GIVEN REQUEST
Turn the data from the line with "Each instance of the advertising" through the end of the data into a two-column CSV with the headers instruction and reply. Make one row for each instruction. Put the instruction text in one quoted field and the coordinates that follow it in the other, with line breaks turned into spaces.

ENTRIES SHOWN
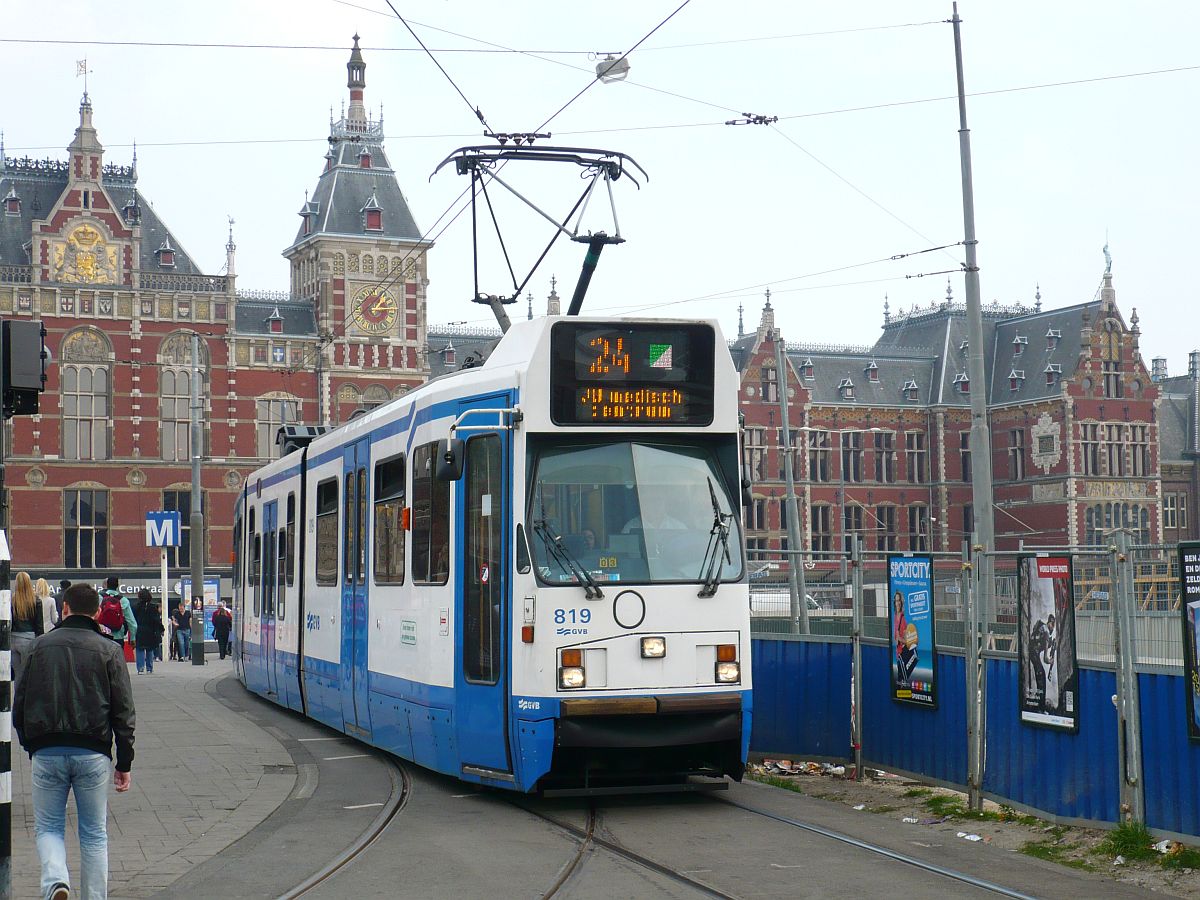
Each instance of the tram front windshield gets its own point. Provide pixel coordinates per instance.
(628, 511)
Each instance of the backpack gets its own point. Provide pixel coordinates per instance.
(112, 615)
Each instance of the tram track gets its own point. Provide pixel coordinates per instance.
(588, 839)
(401, 790)
(933, 868)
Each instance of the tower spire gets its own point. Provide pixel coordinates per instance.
(357, 81)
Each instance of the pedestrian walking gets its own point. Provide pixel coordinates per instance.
(222, 624)
(27, 624)
(49, 606)
(117, 611)
(183, 623)
(72, 703)
(58, 598)
(149, 641)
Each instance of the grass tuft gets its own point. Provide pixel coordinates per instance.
(1129, 840)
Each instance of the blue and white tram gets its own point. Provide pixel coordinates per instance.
(527, 575)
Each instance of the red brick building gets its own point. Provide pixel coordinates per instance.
(880, 433)
(83, 252)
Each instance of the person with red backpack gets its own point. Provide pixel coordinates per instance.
(117, 613)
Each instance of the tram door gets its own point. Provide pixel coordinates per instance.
(268, 577)
(483, 622)
(355, 712)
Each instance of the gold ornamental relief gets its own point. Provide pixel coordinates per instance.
(84, 258)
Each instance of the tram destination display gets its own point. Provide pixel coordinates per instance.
(645, 373)
(1189, 595)
(1045, 631)
(911, 625)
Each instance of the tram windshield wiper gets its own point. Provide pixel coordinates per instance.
(567, 561)
(718, 550)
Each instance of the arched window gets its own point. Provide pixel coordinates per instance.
(273, 412)
(175, 414)
(87, 360)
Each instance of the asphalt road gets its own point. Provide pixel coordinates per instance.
(455, 840)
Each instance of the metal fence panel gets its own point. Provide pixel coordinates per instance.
(801, 697)
(903, 736)
(1171, 767)
(1067, 775)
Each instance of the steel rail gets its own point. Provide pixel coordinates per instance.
(587, 835)
(982, 883)
(401, 789)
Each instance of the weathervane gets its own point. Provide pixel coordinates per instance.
(82, 70)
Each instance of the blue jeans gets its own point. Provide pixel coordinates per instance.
(88, 774)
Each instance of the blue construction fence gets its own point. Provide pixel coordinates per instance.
(802, 709)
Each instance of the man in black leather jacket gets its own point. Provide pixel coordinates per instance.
(73, 700)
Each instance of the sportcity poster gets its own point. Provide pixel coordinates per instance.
(911, 619)
(1189, 593)
(1045, 633)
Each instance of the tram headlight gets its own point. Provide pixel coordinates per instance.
(571, 677)
(729, 672)
(654, 647)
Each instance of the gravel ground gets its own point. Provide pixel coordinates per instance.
(945, 814)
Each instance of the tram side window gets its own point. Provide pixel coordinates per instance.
(389, 529)
(431, 520)
(237, 551)
(292, 540)
(281, 575)
(483, 580)
(327, 532)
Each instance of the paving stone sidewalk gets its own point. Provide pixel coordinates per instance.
(203, 777)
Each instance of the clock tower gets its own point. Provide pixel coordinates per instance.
(360, 259)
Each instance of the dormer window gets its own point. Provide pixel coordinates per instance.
(309, 213)
(131, 211)
(166, 255)
(372, 215)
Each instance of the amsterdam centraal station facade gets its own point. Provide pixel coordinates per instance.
(1085, 436)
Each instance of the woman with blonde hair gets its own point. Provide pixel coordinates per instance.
(27, 623)
(49, 609)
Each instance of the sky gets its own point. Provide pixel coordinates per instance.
(1078, 112)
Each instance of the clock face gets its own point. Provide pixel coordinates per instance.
(375, 310)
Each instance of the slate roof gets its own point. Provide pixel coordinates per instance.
(1036, 352)
(345, 189)
(41, 183)
(252, 317)
(831, 370)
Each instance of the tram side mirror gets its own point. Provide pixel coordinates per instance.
(450, 456)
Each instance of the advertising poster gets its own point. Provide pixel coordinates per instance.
(1045, 634)
(911, 621)
(1189, 597)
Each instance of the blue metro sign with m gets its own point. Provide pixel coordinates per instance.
(163, 529)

REPLY TO THE TASK
instruction,reply
"Each instance of the advertising poster gets its own point. Provide pixel coordinates per instance.","(1045, 634) (911, 621) (1189, 597)"
"Each instance of the blue metro sign with m gets its own point. Provide pixel coordinates per instance.","(163, 529)"